#### Text under study

Disc 2, entitled ‘Yezidi Circle Trap’ and ‘Beak and Snout’ has 18 tracks listed, but is actually another 21 minutes of test tones. An accomplice, the rusty felt covered disc, plays 10 tracks over 43 minutes. Their relationship alludes to :zoviet*france: involvement with displacement, for these are compositions without formality or structure. Yet they are punctured by imagination and punctuated with meaning. Layer upon layer. The fact of the caricature is, this music is ‘felt’ rather than heard.

Yet how different is the precise experience of the listener compared to that of the artist? Both enter a place of unknowing, and both are intent upon dealing with an ordinary present moment. In this place discarded items, obsolete objects, become redeployed in an ecologically measured output; the sounds become magnified grains like those of blurred, fading photographs. A cypher of human existence, disguised and abstracted to a point where meaning almost collapses, negated into an essence of possibility. The presence and power within this sound is such that the music that the listener hears is better than the music that the musician makes. Even without beats, melody or words, :zoviet*france: still create a place where you can create meaning. “There was very little reprocessing on those. It was mostly straight recordings,” says Storey, of the collection. “That set of circumstances couldn’t ever be repeated, couldn’t ever be artificially recreated; where each person was in their own head, in their own life. There was a timeless and spaceless existence then, extending to everybody… There was no strategy. It was just :zoviet*france:”

########
#### Supplied information

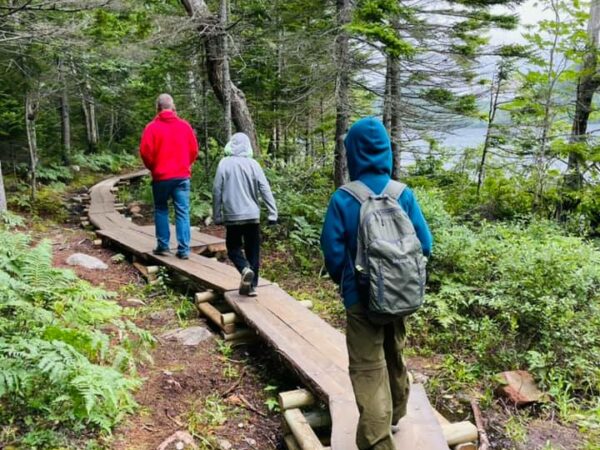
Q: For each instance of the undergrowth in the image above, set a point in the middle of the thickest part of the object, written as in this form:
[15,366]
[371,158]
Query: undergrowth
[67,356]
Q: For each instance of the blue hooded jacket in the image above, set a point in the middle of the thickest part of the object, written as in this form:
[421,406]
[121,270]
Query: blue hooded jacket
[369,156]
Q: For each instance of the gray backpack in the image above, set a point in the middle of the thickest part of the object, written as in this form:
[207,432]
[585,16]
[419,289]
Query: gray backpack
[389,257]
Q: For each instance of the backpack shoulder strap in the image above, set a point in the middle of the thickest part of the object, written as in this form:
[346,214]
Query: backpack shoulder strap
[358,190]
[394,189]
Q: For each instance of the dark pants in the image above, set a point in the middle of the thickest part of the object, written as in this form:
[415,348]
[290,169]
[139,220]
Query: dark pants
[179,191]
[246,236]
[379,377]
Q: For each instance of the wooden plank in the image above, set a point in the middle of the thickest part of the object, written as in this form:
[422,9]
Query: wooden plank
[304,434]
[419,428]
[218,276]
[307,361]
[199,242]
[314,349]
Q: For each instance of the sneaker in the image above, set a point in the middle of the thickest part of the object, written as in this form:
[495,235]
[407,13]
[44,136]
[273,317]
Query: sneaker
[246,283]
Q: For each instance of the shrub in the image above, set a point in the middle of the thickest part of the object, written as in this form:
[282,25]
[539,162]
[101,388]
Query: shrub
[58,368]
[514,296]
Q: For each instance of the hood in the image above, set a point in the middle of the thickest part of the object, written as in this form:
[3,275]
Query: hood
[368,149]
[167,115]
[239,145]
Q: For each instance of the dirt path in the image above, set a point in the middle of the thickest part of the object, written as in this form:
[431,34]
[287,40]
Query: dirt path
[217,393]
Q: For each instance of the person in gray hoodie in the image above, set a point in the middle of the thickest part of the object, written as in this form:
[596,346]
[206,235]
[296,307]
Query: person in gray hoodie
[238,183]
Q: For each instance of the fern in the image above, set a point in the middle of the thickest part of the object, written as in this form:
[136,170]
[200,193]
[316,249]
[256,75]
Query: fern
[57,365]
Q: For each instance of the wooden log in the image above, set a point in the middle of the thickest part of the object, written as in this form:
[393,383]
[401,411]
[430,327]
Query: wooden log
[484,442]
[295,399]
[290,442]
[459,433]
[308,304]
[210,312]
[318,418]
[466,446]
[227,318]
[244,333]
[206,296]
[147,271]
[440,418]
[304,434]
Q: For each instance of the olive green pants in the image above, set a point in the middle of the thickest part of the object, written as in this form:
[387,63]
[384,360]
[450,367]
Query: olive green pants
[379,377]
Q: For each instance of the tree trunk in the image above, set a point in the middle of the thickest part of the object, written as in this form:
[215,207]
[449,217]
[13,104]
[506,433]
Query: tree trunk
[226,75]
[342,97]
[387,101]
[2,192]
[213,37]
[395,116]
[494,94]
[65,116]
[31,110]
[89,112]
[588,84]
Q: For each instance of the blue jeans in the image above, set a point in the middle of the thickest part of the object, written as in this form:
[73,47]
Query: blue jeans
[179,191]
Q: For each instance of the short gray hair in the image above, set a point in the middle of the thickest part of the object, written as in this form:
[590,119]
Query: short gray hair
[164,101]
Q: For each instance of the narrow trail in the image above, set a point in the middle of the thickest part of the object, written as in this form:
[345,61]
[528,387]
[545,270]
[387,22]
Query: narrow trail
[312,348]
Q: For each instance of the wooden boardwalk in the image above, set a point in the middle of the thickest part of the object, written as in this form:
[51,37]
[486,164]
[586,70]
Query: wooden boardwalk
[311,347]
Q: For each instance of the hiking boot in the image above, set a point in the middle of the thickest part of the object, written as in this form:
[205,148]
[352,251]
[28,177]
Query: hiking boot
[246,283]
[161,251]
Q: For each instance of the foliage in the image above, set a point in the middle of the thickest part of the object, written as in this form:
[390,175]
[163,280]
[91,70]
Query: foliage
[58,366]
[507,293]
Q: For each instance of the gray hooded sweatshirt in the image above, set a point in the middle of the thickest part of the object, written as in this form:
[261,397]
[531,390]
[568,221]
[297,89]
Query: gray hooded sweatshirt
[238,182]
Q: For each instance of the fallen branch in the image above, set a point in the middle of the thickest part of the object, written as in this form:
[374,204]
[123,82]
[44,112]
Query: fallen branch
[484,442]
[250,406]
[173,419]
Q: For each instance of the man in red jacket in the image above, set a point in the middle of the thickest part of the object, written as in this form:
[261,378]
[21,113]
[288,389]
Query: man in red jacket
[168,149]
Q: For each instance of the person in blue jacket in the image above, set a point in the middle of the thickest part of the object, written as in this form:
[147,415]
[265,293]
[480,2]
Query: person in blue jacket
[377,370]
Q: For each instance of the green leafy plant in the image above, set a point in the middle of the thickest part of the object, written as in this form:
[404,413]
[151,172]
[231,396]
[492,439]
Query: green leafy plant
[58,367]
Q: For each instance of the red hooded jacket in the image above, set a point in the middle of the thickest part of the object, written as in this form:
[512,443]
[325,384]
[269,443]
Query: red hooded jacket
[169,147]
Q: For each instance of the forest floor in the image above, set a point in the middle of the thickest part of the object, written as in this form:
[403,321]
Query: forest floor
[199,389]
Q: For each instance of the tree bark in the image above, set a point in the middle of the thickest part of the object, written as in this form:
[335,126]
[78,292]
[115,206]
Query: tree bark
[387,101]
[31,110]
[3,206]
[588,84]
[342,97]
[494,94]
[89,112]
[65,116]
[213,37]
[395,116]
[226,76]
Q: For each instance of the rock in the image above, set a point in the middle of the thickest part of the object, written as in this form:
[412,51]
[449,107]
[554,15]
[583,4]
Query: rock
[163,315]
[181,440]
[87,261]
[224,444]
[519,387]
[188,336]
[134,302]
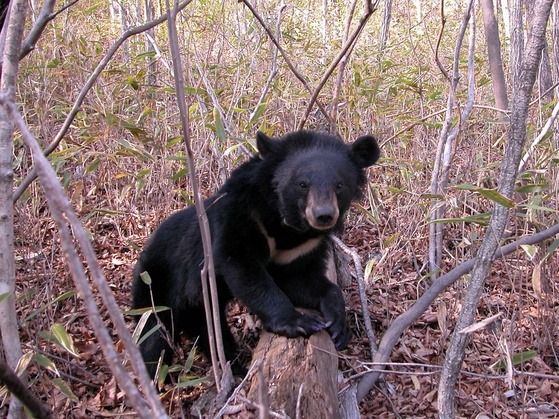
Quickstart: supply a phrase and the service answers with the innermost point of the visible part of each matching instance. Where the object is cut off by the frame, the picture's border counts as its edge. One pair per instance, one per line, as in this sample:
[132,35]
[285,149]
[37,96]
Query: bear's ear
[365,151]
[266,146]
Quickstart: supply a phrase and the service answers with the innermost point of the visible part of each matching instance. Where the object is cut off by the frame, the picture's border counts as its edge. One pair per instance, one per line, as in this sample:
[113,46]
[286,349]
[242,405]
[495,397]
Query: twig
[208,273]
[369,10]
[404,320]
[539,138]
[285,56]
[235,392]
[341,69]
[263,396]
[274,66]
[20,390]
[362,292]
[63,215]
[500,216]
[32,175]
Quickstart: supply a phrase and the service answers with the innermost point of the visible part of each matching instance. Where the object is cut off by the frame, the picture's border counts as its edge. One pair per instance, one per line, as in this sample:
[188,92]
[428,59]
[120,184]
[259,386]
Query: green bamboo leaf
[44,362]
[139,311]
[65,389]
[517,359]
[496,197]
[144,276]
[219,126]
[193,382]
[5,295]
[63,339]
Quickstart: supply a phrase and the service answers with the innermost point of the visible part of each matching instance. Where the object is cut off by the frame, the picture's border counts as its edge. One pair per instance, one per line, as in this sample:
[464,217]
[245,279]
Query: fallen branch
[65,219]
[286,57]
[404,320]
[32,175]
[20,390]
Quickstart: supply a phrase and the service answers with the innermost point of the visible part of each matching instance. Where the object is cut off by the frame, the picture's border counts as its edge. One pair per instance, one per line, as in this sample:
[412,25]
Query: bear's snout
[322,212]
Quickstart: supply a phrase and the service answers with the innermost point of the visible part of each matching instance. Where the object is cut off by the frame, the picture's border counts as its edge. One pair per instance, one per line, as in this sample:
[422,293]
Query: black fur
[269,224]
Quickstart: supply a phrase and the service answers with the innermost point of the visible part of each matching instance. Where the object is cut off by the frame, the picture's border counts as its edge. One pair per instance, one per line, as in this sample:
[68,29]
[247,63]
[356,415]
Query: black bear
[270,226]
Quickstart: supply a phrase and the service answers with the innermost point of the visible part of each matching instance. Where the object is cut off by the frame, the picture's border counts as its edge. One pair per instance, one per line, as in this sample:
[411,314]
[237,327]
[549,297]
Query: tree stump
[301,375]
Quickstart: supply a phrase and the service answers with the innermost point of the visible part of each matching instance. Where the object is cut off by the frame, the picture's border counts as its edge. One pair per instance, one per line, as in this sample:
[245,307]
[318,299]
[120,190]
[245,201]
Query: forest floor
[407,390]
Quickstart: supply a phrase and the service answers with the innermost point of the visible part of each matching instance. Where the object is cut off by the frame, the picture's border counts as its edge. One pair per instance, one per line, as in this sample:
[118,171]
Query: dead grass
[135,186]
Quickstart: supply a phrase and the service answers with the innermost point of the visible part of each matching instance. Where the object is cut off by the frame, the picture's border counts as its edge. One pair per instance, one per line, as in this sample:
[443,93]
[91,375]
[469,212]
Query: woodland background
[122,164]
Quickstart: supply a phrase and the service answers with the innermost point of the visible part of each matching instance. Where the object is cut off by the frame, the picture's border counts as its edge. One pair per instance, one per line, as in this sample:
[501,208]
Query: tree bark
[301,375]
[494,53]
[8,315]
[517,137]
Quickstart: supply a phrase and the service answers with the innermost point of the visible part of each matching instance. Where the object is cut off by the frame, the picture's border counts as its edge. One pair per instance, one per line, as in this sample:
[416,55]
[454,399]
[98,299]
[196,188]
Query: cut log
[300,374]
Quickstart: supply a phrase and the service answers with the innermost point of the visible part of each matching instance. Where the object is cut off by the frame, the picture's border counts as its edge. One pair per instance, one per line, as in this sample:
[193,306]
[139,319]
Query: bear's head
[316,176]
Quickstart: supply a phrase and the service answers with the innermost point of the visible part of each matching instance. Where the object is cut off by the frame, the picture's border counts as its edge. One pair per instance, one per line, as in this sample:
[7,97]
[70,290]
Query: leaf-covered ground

########

Task requirements >>
1. Rewrite the paragraph of the text on :zoviet*france: that begins "Disc 2, entitled" in shorter form, keeping its main facts.
2. Reproduce the passage of the text on :zoviet*france: between "Disc 2, entitled" and "rather than heard.", inclusive.

Completed exercise >>
1. Disc 2, titled 'Yezidi Circle Trap' and 'Beak and Snout', lists 18 tracks but actually holds another 21 minutes of test tones. Its companion, the rusty felt-covered disc, plays 10 tracks over 43 minutes. Together they allude to :zoviet*france: involvement with displacement in compositions without formality or structure. They are nonetheless punctured by imagination and punctuated with meaning, built in layers, and the music is "felt" rather than heard.

2.
Disc 2, entitled ‘Yezidi Circle Trap’ and ‘Beak and Snout’ has 18 tracks listed, but is actually another 21 minutes of test tones. An accomplice, the rusty felt covered disc, plays 10 tracks over 43 minutes. Their relationship alludes to :zoviet*france: involvement with displacement, for these are compositions without formality or structure. Yet they are punctured by imagination and punctuated with meaning. Layer upon layer. The fact of the caricature is, this music is ‘felt’ rather than heard.